■ **PROVIDED RECORDS**
*** Block opens ***
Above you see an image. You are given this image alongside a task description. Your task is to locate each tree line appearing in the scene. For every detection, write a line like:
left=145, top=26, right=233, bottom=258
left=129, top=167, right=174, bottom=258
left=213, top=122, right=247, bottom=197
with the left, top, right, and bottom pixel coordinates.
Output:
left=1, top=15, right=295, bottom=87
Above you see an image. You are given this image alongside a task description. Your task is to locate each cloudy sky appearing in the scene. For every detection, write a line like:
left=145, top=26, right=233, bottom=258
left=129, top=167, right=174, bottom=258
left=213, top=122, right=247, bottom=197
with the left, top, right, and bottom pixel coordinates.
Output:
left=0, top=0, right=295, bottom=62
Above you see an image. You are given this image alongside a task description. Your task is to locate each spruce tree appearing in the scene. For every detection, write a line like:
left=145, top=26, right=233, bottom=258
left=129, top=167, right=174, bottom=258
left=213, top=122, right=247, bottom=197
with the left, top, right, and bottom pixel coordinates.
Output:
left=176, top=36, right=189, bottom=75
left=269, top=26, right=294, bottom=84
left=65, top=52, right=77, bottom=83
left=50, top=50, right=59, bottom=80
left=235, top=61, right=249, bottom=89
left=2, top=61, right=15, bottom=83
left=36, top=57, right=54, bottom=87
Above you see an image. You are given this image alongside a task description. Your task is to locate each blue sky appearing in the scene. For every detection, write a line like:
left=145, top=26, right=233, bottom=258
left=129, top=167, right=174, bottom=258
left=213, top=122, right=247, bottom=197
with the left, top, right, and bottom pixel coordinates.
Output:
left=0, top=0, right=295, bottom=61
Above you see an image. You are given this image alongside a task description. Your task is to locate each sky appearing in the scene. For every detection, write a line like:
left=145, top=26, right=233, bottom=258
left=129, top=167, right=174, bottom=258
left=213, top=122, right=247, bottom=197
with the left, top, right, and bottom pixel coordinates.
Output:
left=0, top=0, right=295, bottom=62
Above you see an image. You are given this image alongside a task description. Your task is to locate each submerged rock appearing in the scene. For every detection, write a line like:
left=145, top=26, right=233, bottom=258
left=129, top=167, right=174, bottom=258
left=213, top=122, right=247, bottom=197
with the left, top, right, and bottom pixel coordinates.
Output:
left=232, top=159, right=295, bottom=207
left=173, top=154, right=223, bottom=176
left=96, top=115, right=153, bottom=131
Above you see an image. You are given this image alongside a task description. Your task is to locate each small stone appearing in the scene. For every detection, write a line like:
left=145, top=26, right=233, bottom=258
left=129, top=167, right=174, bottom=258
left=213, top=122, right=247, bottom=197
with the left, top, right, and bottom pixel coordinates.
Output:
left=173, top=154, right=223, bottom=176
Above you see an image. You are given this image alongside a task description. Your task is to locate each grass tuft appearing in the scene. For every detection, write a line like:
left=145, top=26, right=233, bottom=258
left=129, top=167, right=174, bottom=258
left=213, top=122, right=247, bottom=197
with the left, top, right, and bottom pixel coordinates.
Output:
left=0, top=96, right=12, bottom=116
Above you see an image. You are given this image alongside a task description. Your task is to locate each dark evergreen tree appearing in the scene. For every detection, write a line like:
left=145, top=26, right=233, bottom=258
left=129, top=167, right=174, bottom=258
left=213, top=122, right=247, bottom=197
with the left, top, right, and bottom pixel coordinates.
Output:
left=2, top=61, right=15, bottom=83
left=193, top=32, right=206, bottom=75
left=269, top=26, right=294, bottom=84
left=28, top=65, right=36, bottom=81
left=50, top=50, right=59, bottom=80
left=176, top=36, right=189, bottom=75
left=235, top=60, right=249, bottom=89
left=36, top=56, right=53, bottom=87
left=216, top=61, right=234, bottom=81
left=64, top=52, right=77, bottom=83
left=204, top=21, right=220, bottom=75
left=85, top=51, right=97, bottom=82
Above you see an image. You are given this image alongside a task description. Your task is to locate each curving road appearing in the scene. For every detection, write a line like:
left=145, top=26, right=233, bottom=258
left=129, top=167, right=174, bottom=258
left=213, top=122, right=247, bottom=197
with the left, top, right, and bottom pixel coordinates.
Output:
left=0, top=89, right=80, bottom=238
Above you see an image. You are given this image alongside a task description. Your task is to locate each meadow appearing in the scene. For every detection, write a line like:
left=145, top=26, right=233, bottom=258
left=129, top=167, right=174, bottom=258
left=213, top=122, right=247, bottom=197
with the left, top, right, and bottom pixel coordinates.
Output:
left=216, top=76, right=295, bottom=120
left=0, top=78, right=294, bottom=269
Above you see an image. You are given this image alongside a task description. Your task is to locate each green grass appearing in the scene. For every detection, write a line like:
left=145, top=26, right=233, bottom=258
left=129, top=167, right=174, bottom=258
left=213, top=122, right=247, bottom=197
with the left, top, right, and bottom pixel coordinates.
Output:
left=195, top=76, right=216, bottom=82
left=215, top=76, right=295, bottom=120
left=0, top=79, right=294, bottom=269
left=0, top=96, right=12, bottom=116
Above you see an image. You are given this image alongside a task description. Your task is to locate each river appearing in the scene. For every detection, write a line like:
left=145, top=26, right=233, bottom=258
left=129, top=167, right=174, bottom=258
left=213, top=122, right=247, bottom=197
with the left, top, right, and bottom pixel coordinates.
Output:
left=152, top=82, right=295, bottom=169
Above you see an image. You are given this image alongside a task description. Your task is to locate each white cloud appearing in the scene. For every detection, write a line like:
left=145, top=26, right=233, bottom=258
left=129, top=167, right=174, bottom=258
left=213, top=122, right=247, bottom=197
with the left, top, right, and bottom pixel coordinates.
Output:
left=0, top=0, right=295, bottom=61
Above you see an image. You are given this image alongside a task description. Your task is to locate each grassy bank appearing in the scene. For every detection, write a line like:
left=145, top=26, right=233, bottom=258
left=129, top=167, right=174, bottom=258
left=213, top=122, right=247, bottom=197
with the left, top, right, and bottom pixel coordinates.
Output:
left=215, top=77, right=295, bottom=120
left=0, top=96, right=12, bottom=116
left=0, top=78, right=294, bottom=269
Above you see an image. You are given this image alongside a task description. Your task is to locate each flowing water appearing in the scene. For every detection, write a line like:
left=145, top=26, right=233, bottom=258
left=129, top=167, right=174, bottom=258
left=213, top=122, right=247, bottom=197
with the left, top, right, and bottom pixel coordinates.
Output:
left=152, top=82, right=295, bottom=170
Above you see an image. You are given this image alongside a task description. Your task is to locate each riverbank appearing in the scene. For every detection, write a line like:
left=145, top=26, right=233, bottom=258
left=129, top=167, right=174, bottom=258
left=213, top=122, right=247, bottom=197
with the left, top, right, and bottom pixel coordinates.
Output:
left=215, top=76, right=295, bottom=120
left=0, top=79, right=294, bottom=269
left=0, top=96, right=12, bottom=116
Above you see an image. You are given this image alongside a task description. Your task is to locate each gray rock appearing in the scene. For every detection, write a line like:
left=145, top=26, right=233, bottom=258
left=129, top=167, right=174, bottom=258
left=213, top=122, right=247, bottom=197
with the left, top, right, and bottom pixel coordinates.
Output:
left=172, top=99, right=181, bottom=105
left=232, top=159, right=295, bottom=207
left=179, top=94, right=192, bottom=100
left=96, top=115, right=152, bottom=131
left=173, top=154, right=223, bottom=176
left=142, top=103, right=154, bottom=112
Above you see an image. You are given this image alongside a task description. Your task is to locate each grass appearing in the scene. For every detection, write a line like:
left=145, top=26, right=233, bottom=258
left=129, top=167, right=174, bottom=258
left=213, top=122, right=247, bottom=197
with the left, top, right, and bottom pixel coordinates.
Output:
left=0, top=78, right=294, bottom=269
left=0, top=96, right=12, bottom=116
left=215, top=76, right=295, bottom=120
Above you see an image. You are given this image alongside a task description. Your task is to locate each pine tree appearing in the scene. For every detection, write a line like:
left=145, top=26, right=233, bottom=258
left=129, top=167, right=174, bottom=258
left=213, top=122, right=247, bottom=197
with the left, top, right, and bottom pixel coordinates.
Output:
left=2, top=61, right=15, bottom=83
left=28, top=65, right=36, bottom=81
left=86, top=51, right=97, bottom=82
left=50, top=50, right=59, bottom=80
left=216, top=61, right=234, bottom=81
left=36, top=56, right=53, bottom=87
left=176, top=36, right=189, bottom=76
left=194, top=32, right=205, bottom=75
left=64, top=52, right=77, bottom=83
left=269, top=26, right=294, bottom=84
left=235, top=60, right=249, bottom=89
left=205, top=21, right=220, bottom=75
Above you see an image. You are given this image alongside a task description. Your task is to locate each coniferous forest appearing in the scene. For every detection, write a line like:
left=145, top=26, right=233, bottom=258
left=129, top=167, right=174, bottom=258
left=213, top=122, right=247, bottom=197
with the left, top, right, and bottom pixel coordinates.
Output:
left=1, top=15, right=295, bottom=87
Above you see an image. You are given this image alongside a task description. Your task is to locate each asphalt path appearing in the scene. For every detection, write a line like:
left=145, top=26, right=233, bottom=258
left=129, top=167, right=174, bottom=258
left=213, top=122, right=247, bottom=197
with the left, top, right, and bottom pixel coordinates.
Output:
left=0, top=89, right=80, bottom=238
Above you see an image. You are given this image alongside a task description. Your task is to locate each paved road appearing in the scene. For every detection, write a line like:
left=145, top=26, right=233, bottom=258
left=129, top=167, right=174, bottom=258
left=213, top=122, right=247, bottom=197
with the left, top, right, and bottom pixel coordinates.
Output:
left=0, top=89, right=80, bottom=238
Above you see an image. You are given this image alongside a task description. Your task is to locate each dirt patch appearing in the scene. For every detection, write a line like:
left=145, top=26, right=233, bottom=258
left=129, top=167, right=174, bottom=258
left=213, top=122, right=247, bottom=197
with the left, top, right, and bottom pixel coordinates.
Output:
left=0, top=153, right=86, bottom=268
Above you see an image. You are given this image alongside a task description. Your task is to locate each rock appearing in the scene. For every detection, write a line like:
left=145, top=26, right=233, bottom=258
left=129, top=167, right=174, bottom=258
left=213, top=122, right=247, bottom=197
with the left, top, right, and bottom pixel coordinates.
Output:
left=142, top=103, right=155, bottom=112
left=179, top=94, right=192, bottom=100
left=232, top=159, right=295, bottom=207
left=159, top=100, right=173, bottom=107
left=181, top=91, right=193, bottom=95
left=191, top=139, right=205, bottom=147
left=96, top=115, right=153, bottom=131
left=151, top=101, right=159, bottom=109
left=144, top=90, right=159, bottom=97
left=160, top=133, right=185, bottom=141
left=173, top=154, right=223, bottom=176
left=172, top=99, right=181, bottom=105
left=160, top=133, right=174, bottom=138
*** Block closes ***
■ **WORK REQUIRED**
Would you please work out how many lines of the data hold "road"? Reply with the number alone.

■ **WRITTEN SOLUTION**
2